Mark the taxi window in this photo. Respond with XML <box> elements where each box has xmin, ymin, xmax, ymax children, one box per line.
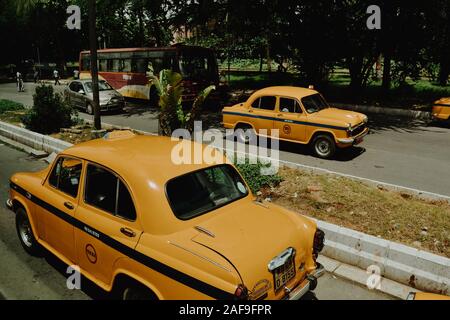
<box><xmin>251</xmin><ymin>96</ymin><xmax>276</xmax><ymax>111</ymax></box>
<box><xmin>280</xmin><ymin>98</ymin><xmax>302</xmax><ymax>113</ymax></box>
<box><xmin>49</xmin><ymin>157</ymin><xmax>82</xmax><ymax>198</ymax></box>
<box><xmin>166</xmin><ymin>165</ymin><xmax>248</xmax><ymax>220</ymax></box>
<box><xmin>84</xmin><ymin>164</ymin><xmax>136</xmax><ymax>220</ymax></box>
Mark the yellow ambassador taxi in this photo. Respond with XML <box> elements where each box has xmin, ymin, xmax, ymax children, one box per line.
<box><xmin>6</xmin><ymin>131</ymin><xmax>325</xmax><ymax>300</ymax></box>
<box><xmin>223</xmin><ymin>86</ymin><xmax>369</xmax><ymax>159</ymax></box>
<box><xmin>432</xmin><ymin>97</ymin><xmax>450</xmax><ymax>122</ymax></box>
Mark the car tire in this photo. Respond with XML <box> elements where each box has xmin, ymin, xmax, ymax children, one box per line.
<box><xmin>312</xmin><ymin>134</ymin><xmax>336</xmax><ymax>159</ymax></box>
<box><xmin>149</xmin><ymin>87</ymin><xmax>159</xmax><ymax>107</ymax></box>
<box><xmin>121</xmin><ymin>282</ymin><xmax>156</xmax><ymax>300</ymax></box>
<box><xmin>15</xmin><ymin>207</ymin><xmax>41</xmax><ymax>256</ymax></box>
<box><xmin>86</xmin><ymin>103</ymin><xmax>94</xmax><ymax>115</ymax></box>
<box><xmin>235</xmin><ymin>124</ymin><xmax>256</xmax><ymax>145</ymax></box>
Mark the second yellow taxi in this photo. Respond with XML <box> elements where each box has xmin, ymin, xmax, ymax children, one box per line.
<box><xmin>222</xmin><ymin>86</ymin><xmax>369</xmax><ymax>159</ymax></box>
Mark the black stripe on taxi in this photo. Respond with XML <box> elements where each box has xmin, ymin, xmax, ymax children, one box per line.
<box><xmin>9</xmin><ymin>181</ymin><xmax>235</xmax><ymax>300</ymax></box>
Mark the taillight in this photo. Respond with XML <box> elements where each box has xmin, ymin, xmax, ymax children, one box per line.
<box><xmin>234</xmin><ymin>284</ymin><xmax>249</xmax><ymax>300</ymax></box>
<box><xmin>313</xmin><ymin>228</ymin><xmax>325</xmax><ymax>259</ymax></box>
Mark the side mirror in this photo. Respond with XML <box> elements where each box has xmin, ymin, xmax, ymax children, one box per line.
<box><xmin>78</xmin><ymin>89</ymin><xmax>85</xmax><ymax>95</ymax></box>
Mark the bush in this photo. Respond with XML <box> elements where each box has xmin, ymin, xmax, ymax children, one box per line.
<box><xmin>234</xmin><ymin>158</ymin><xmax>283</xmax><ymax>193</ymax></box>
<box><xmin>22</xmin><ymin>84</ymin><xmax>75</xmax><ymax>134</ymax></box>
<box><xmin>0</xmin><ymin>99</ymin><xmax>24</xmax><ymax>113</ymax></box>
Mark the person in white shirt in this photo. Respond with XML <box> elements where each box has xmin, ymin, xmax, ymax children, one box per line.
<box><xmin>53</xmin><ymin>69</ymin><xmax>60</xmax><ymax>85</ymax></box>
<box><xmin>73</xmin><ymin>69</ymin><xmax>80</xmax><ymax>80</ymax></box>
<box><xmin>16</xmin><ymin>71</ymin><xmax>24</xmax><ymax>92</ymax></box>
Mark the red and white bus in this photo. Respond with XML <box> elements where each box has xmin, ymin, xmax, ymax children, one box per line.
<box><xmin>79</xmin><ymin>44</ymin><xmax>222</xmax><ymax>104</ymax></box>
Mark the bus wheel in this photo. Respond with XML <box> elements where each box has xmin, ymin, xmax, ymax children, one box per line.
<box><xmin>149</xmin><ymin>88</ymin><xmax>159</xmax><ymax>107</ymax></box>
<box><xmin>86</xmin><ymin>103</ymin><xmax>94</xmax><ymax>115</ymax></box>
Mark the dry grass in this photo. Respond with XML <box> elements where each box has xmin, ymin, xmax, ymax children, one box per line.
<box><xmin>265</xmin><ymin>167</ymin><xmax>450</xmax><ymax>258</ymax></box>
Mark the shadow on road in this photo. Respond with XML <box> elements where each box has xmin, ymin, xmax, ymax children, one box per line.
<box><xmin>365</xmin><ymin>113</ymin><xmax>436</xmax><ymax>134</ymax></box>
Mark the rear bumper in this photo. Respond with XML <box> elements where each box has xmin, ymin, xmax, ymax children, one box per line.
<box><xmin>5</xmin><ymin>199</ymin><xmax>13</xmax><ymax>211</ymax></box>
<box><xmin>285</xmin><ymin>262</ymin><xmax>325</xmax><ymax>300</ymax></box>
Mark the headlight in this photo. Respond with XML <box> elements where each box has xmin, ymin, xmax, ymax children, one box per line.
<box><xmin>363</xmin><ymin>116</ymin><xmax>368</xmax><ymax>123</ymax></box>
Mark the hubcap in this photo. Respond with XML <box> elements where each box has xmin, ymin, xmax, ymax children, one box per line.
<box><xmin>316</xmin><ymin>139</ymin><xmax>330</xmax><ymax>156</ymax></box>
<box><xmin>19</xmin><ymin>217</ymin><xmax>33</xmax><ymax>247</ymax></box>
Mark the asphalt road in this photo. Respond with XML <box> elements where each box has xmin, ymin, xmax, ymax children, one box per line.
<box><xmin>1</xmin><ymin>82</ymin><xmax>450</xmax><ymax>197</ymax></box>
<box><xmin>0</xmin><ymin>143</ymin><xmax>392</xmax><ymax>300</ymax></box>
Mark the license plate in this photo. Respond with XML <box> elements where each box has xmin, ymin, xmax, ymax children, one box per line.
<box><xmin>273</xmin><ymin>256</ymin><xmax>296</xmax><ymax>292</ymax></box>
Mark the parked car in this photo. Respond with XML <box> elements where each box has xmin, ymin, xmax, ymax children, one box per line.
<box><xmin>432</xmin><ymin>97</ymin><xmax>450</xmax><ymax>122</ymax></box>
<box><xmin>64</xmin><ymin>79</ymin><xmax>125</xmax><ymax>114</ymax></box>
<box><xmin>6</xmin><ymin>131</ymin><xmax>325</xmax><ymax>300</ymax></box>
<box><xmin>222</xmin><ymin>86</ymin><xmax>369</xmax><ymax>159</ymax></box>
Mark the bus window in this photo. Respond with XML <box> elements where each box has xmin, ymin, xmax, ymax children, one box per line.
<box><xmin>122</xmin><ymin>59</ymin><xmax>132</xmax><ymax>73</ymax></box>
<box><xmin>99</xmin><ymin>60</ymin><xmax>107</xmax><ymax>72</ymax></box>
<box><xmin>132</xmin><ymin>58</ymin><xmax>148</xmax><ymax>73</ymax></box>
<box><xmin>111</xmin><ymin>59</ymin><xmax>121</xmax><ymax>72</ymax></box>
<box><xmin>178</xmin><ymin>51</ymin><xmax>217</xmax><ymax>80</ymax></box>
<box><xmin>81</xmin><ymin>56</ymin><xmax>90</xmax><ymax>71</ymax></box>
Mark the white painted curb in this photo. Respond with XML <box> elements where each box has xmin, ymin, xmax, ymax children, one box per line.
<box><xmin>0</xmin><ymin>121</ymin><xmax>72</xmax><ymax>154</ymax></box>
<box><xmin>332</xmin><ymin>102</ymin><xmax>431</xmax><ymax>120</ymax></box>
<box><xmin>314</xmin><ymin>219</ymin><xmax>449</xmax><ymax>295</ymax></box>
<box><xmin>0</xmin><ymin>120</ymin><xmax>448</xmax><ymax>295</ymax></box>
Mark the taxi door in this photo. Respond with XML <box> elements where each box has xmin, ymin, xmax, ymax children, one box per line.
<box><xmin>40</xmin><ymin>156</ymin><xmax>83</xmax><ymax>263</ymax></box>
<box><xmin>274</xmin><ymin>97</ymin><xmax>307</xmax><ymax>142</ymax></box>
<box><xmin>248</xmin><ymin>95</ymin><xmax>276</xmax><ymax>136</ymax></box>
<box><xmin>74</xmin><ymin>163</ymin><xmax>142</xmax><ymax>286</ymax></box>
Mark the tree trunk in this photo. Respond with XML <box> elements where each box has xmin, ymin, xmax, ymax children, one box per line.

#### [TASK ITEM]
Only the lines from the one containing "Mark the taxi door" through the end of the records above belong in the output, each exactly as it stands, both ends included.

#### [RESULT OF THE TASK]
Mark the taxi door in this photo. Respond with XML <box> elements where each box has xmin, ymin, xmax, ymax children, one box per line.
<box><xmin>40</xmin><ymin>156</ymin><xmax>83</xmax><ymax>263</ymax></box>
<box><xmin>274</xmin><ymin>97</ymin><xmax>307</xmax><ymax>142</ymax></box>
<box><xmin>248</xmin><ymin>95</ymin><xmax>276</xmax><ymax>136</ymax></box>
<box><xmin>74</xmin><ymin>163</ymin><xmax>142</xmax><ymax>286</ymax></box>
Mark the tree trunk in this photo. Respond with XML <box> elements where each box has xmin, ymin, xmax, ymax children, one box per line.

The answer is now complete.